### To do
Swap "hockey skate" for "ice skate" in the records, starting with the line that contains "Find the hockey skate" and going on through the line that contains "[(271, 64)]". Write out only those lines, with everything else left the same.

### The records
===

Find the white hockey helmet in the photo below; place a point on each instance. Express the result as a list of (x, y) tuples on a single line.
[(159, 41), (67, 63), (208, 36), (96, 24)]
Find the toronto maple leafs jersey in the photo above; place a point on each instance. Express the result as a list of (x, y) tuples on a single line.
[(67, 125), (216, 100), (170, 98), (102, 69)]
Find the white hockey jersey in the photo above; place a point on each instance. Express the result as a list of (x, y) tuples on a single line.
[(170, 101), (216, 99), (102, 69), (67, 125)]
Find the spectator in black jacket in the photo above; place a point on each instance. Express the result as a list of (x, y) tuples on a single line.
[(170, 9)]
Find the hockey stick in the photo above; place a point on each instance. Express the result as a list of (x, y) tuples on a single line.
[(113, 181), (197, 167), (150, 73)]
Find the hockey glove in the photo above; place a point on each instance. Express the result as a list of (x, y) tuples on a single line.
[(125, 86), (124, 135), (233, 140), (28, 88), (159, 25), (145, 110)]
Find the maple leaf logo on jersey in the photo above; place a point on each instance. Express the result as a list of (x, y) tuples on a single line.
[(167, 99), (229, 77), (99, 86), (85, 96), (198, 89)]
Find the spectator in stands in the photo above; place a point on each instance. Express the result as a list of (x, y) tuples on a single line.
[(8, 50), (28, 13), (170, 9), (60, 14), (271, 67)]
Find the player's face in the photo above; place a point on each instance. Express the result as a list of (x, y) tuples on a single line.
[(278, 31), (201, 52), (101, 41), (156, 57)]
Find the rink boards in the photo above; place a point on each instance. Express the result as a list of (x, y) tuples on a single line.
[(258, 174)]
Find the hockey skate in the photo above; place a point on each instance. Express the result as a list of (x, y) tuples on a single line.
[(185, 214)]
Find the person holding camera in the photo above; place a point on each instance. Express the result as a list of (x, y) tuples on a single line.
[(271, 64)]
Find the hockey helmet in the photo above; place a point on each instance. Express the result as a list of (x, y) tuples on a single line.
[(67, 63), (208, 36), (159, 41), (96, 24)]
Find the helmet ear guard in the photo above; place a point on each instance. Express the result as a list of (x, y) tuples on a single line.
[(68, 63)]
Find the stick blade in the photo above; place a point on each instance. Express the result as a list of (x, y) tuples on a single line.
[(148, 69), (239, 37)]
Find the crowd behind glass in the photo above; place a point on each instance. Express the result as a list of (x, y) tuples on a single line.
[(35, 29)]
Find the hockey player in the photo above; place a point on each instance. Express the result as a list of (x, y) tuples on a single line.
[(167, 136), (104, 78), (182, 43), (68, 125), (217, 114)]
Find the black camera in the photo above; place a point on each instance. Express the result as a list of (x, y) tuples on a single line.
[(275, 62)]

===

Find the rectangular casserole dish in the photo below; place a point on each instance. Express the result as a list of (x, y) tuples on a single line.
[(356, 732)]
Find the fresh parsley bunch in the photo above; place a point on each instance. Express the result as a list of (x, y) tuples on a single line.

===

### Expected answer
Find the ice skate in the photo above; place a point on each instance. Express the result as a list of (x, y) tuples on a single line.
[(185, 214)]
Find the person holding camera in the photo above; place a point on each instance. Express the result as a list of (x, y) tuples on a single line.
[(271, 64)]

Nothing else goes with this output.